*SOURCE PASSAGE:*
# Send a medic! The 4WheelVFR has been Totaled!



## 4WheelVFR (Jun 27, 2006)

It looks like I am the target of some pent up hostility. The 4WheelVFR has been sideswiped before, but this is like a 10 car pileup or something.......with me on the bottom!:r 
This is awsome! It's like friggin' Christmas.










I don't know what I did to deserve being the object of your generosity guys, but thank you very much. I've gonna have to call Bob up and order another Aristocrat. I can't say thank you enough guys. Hopefully newbs see this. They'll see what the jungle is all about. It's not so much the cigars as it's the friends and community.
On another note, I have addresses and DC#'s for evidence to store away for future use. You guys will need to watch your backs!


----------



## montecristo#2 (May 29, 2006)

Sweet! That is a pretty nice load you got there. The jungle has done very well.  

Supposedly, one of those monte platinums was sitting in the guy's shop for a couple of years. Not sure which one it is, but one of them has some serious age on it. I know you mentioned you really liked the monte platinum I sent you before, so I decided to order five more for you. Did one of them come in a tube? The guy mentioned something about a tube when I talked to him on the phone.


From the looks of it, you are not done my friend! 


Looks like you got packages from icehog3, CA21455 and moon as well. Wow, you are really going to be in trouble when the remaining stuff starts landing!


----------



## shaggy (Dec 28, 2006)

it has finally landed i see......

very nice smokes and the selection....where to start????

enjoy


----------



## burninator (Jul 11, 2006)

That's the way the jungle does it! Nice hit!


----------



## bazookajoe (Nov 2, 2006)

montecristo#2 said:


> From the looks of it, you are not done my friend!




Great hits guys! Enjoy 4WheelVFR.:ss


----------



## cigarbob (Mar 9, 2006)

GOOD GOD WHAT A HAUL!!!!! Enjoy:ss :ss


----------



## Mr.Maduro (Aug 2, 2006)

Wow....well organized hit!!


----------



## MeNimbus (Dec 18, 2006)

Nice hit :dr :dr :dr They look old and tasty o


----------



## ca21455 (Jul 23, 2006)

Enjoy the smokes Ray! Can't have anyone at CS to far from purchasing more cigar storage!


----------



## dunng (Jul 14, 2006)

Very nice hit, and even more to come?!?! CRAZY!! :ss


----------



## stevieray (Sep 28, 2006)

Wow !! I'm speechless ....enjoy those smokes :ss


----------



## Papichulo (Jan 21, 2007)

That is a HUGE hit, like the f'n Klondike Gold Rush :dr :dr :dr 

I am at the very bottom (almost) of the list  

However, I have some smokies to bomb when my number is called


----------



## DragonMan (Dec 29, 2006)

*RECORDED DATA:*

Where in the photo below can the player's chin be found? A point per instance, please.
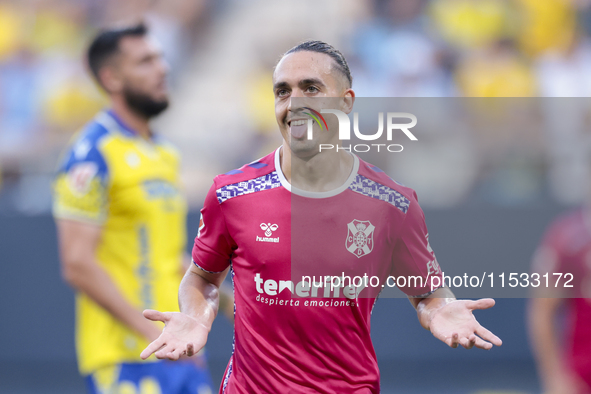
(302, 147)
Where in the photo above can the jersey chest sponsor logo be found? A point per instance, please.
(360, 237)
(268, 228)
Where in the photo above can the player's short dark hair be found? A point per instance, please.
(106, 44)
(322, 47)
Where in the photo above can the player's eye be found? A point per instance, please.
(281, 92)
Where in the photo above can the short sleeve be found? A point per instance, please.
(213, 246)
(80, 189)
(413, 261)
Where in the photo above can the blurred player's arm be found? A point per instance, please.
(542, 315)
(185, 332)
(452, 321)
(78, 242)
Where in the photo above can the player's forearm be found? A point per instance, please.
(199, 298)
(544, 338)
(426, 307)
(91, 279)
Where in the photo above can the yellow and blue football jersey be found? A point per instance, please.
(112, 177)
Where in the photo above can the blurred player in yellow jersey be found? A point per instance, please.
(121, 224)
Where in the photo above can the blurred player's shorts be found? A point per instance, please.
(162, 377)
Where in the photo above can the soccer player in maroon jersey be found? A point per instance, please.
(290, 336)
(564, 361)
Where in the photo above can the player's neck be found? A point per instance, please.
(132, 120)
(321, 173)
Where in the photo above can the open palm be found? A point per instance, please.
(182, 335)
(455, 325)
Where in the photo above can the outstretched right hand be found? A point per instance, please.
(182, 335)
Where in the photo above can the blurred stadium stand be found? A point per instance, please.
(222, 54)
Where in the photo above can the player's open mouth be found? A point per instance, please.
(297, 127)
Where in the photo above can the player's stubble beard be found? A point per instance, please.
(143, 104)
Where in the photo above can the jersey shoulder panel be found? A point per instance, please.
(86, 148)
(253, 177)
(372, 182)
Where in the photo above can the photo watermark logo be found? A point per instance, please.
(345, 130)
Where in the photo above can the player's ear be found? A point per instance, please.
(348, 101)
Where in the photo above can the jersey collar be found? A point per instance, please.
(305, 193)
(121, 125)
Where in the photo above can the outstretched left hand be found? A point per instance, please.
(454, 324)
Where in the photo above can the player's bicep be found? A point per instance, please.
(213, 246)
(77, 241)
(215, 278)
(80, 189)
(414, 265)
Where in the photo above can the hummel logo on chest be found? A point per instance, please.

*EXERCISE DIRECTIONS:*
In the forum thread about the 4WheelVFR hit:
(a) Whom does 4WheelVFR say he will have to call to order another Aristocrat?
(b) How many more monte platinums did montecristo#2 order?
(c) What does Papichulo compare the hit to?

*RESULT FOR THIS EXERCISE:*
(a) Bob
(b) Five
(c) The Klondike Gold Rush